A word-for-word copy of the listing is what's needed; leave out every image.

■ Given data ■
------------------------
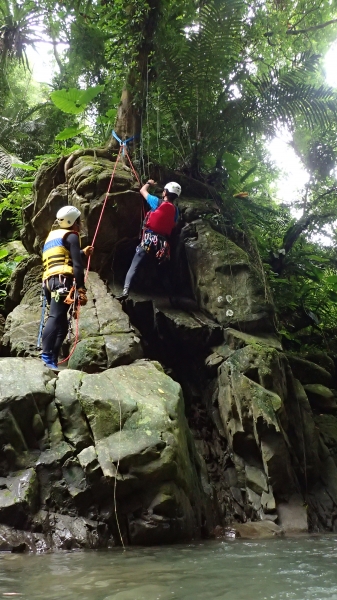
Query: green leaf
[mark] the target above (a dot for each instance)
(331, 279)
(111, 114)
(69, 101)
(23, 166)
(230, 162)
(91, 93)
(69, 132)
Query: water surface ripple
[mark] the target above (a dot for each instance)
(284, 569)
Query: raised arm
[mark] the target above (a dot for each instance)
(145, 189)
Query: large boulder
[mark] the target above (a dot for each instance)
(226, 283)
(274, 440)
(93, 446)
(105, 337)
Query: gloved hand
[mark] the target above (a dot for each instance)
(88, 250)
(82, 296)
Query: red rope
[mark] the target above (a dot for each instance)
(94, 239)
(102, 211)
(142, 213)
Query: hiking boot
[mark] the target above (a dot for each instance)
(48, 359)
(123, 296)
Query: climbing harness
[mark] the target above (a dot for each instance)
(156, 244)
(43, 312)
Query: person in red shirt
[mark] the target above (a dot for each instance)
(158, 226)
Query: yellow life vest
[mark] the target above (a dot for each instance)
(56, 258)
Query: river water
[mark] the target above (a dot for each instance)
(294, 568)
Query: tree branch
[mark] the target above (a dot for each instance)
(312, 28)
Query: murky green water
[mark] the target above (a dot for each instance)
(296, 569)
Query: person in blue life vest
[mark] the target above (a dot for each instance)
(62, 266)
(158, 226)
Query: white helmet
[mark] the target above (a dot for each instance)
(67, 216)
(173, 187)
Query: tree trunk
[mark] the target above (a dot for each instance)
(133, 100)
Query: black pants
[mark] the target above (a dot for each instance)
(141, 256)
(56, 327)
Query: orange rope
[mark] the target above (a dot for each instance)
(93, 243)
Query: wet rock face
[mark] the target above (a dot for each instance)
(262, 442)
(206, 263)
(76, 444)
(225, 283)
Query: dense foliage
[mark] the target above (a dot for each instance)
(203, 85)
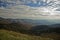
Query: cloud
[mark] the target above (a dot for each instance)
(20, 10)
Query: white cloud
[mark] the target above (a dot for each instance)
(23, 11)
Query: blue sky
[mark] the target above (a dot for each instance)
(34, 9)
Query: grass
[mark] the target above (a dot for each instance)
(10, 35)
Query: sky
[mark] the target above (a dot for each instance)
(30, 9)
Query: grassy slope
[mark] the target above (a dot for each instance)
(10, 35)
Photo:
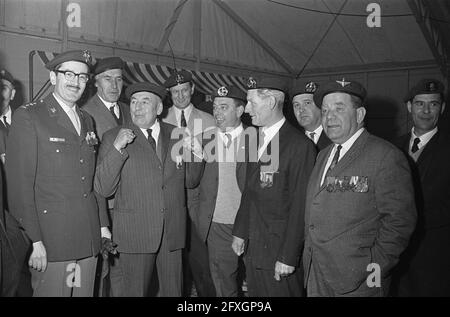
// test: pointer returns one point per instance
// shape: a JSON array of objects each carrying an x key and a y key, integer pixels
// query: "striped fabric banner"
[{"x": 136, "y": 72}]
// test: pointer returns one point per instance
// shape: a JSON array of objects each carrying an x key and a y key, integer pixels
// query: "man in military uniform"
[
  {"x": 8, "y": 92},
  {"x": 308, "y": 114},
  {"x": 50, "y": 169},
  {"x": 184, "y": 114},
  {"x": 424, "y": 268},
  {"x": 105, "y": 107}
]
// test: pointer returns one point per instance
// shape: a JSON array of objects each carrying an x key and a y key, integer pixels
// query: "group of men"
[{"x": 333, "y": 211}]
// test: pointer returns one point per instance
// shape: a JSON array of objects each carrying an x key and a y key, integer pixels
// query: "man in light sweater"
[{"x": 221, "y": 187}]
------------------------
■ Answer section ■
Query: green leaf
[mark] the target above (a dot for each instance)
(331, 279)
(111, 114)
(69, 101)
(23, 166)
(230, 162)
(91, 93)
(69, 132)
Query: water surface ripple
[mark] the target above (a dot for each instance)
(284, 569)
Query: raised arm
[mark] the target above (a dot for each instance)
(145, 189)
Query: large boulder
[mark] the target above (a dot for each instance)
(226, 283)
(274, 440)
(93, 446)
(105, 337)
Query: gloved hand
[mark] the target above (a dot for each instance)
(88, 250)
(82, 296)
Query: red rope
[mark] the target above (a dot for each instance)
(94, 239)
(102, 211)
(142, 213)
Query: hiking boot
[mark] the target above (a dot for each instance)
(48, 359)
(123, 296)
Query: climbing harness
[mark] the target above (a dot for each instance)
(156, 244)
(43, 312)
Query: person in red shirt
[mark] the target above (a dot for each instance)
(158, 226)
Query: yellow life vest
[mark] the target above (a dot for each instance)
(56, 258)
Query: river water
[mark] the target above (a dot for each instance)
(294, 568)
Query: tree branch
[mark] the target above (a dot for each instance)
(312, 28)
Query: murky green water
[mark] the target above (a dot for each instance)
(296, 569)
Query: person in blue life vest
[mark] the target above (a dot for each instance)
(62, 266)
(158, 226)
Query: white helmet
[mark] the target above (a dot for each instance)
(67, 216)
(173, 187)
Query: tree trunk
[mark] the target above (a dot for each instance)
(133, 100)
Query: black pants
[mark] the target above (a dot for each instance)
(141, 256)
(56, 327)
Query: orange rope
[mark] the target above (a dot for each instance)
(93, 243)
Query: wet rock face
[mark] the target above (a dot for each instance)
(262, 442)
(206, 263)
(76, 444)
(225, 283)
Query: dense foliage
[mark] the target above (a dot for each instance)
(203, 85)
Query: cloud
[mark] the target above (a dot for each instance)
(20, 10)
Query: white cloud
[mark] the target above (a dot for each instance)
(23, 11)
Query: blue sky
[mark] the target above (a dot for each instance)
(34, 9)
Query: grass
[mark] the target above (a dot for each instance)
(10, 35)
Query: sky
[mark] the target above (a dot for each instance)
(30, 9)
Query: grassy slope
[mark] the target above (a dot for each instance)
(10, 35)
Photo:
// test: pointer returns one point per instance
// shape: a JSON array of objects each carrying an x key and a y key, integer pixels
// query: "striped fabric banner"
[{"x": 136, "y": 72}]
// test: pointer returns one point per instance
// shape: a JSON array of objects each carrying an x key and a y key, integer pixels
// query: "man in military uniform"
[
  {"x": 8, "y": 92},
  {"x": 308, "y": 114},
  {"x": 50, "y": 169},
  {"x": 184, "y": 114},
  {"x": 424, "y": 268},
  {"x": 105, "y": 107}
]
// test: pointer returns one point per instance
// shape: a JSON array of objects each carrying an x key and a y key, integer pixels
// query: "group of men"
[{"x": 333, "y": 211}]
// test: pointer returns one point per instance
// shape: a JSON array of objects each carrying an x key and a y key, integer pixels
// query: "man in light sweater"
[{"x": 221, "y": 187}]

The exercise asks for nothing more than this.